## Stated task
Exactly as given, repeat all of the entries.

## Stored data entries
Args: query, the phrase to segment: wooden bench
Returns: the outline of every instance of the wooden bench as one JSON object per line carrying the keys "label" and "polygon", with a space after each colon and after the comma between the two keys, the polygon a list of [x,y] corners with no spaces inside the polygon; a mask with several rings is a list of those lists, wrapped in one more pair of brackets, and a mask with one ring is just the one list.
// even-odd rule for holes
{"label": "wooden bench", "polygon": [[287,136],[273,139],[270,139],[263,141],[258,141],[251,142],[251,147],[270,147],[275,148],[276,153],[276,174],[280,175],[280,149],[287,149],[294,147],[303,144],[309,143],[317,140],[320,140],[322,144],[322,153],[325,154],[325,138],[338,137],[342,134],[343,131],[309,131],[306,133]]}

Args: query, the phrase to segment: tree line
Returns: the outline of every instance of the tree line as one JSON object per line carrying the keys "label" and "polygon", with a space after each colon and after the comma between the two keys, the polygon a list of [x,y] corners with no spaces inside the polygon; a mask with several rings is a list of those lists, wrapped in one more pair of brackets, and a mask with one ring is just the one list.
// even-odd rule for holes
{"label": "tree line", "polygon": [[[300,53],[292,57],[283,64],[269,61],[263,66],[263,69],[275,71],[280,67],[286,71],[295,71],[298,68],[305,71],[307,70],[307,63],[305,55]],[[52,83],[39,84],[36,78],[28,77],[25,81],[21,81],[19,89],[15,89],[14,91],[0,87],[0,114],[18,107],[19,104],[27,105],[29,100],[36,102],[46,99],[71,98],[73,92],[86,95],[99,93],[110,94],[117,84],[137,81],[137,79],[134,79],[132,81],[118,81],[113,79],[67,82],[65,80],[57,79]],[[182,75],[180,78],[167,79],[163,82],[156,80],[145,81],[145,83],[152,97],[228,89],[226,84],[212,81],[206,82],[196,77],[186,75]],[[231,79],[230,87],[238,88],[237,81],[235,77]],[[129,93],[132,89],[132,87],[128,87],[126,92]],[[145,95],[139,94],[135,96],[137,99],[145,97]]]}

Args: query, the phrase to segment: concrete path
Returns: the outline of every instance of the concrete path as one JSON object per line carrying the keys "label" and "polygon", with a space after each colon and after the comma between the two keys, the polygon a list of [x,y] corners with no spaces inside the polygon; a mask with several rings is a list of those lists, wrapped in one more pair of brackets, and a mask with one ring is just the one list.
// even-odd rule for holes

## Exercise output
Args: query, the phrase to segment: wooden bench
Returns: the outline of every instance of the wooden bench as one JSON object per line carrying the keys "label" and "polygon", with a space after each colon and after the comma between the two keys, the polygon a list of [x,y] corners with no spaces inside the polygon; a mask with several rings is a list of those lists, wrapped in one more pair of brackets, and a mask with one ring is just the one list.
// even-odd rule for holes
{"label": "wooden bench", "polygon": [[287,136],[273,139],[270,139],[263,141],[258,141],[251,142],[251,147],[270,147],[275,148],[276,153],[276,174],[280,175],[280,149],[287,149],[294,147],[303,144],[309,143],[317,140],[320,140],[322,144],[322,153],[325,154],[325,138],[338,137],[342,134],[343,131],[309,131],[306,133]]}

Args: query, the phrase to segment: tree line
Returns: the outline of every instance of the tree line as one JSON object per line carrying the keys "label" and "polygon", with a space after each colon and after the comma between the two keys, the polygon a list of [x,y] corners with no spaces inside the polygon; a mask with several rings is a list of those lists, wrapped in one more pair of brackets, and a mask with one ring is just the one list.
// even-odd rule for holes
{"label": "tree line", "polygon": [[[300,53],[292,57],[283,64],[269,61],[263,66],[263,69],[275,71],[280,67],[286,71],[295,71],[298,68],[305,71],[307,70],[307,63],[305,55]],[[52,83],[39,84],[36,78],[28,77],[25,81],[21,81],[19,89],[15,89],[14,91],[0,87],[0,114],[18,107],[19,104],[27,105],[29,100],[36,102],[46,99],[71,98],[73,92],[86,95],[99,93],[110,94],[117,84],[137,81],[137,79],[134,79],[132,81],[118,81],[113,79],[67,82],[65,80],[57,79]],[[182,75],[180,78],[167,79],[163,82],[156,80],[145,81],[145,83],[152,97],[228,89],[226,84],[212,81],[206,82],[196,77],[186,75]],[[231,79],[230,87],[238,88],[237,81],[235,77]],[[129,93],[132,89],[132,87],[128,87],[126,92]],[[145,95],[139,94],[135,96],[137,99],[145,97]]]}

Args: query, the phrase to segment: concrete path
Returns: the outline of every instance of the concrete path as one JSON object per line carrying the keys "label" and "polygon", with a space after each colon and after the comma between the two keys, the polygon a list of [x,y] corners with no spaces inside the polygon; a mask with several rings is a list of those lists, wrapped in one more pair of brackets, and a mask with one ring is just the one list.
// even-odd rule for holes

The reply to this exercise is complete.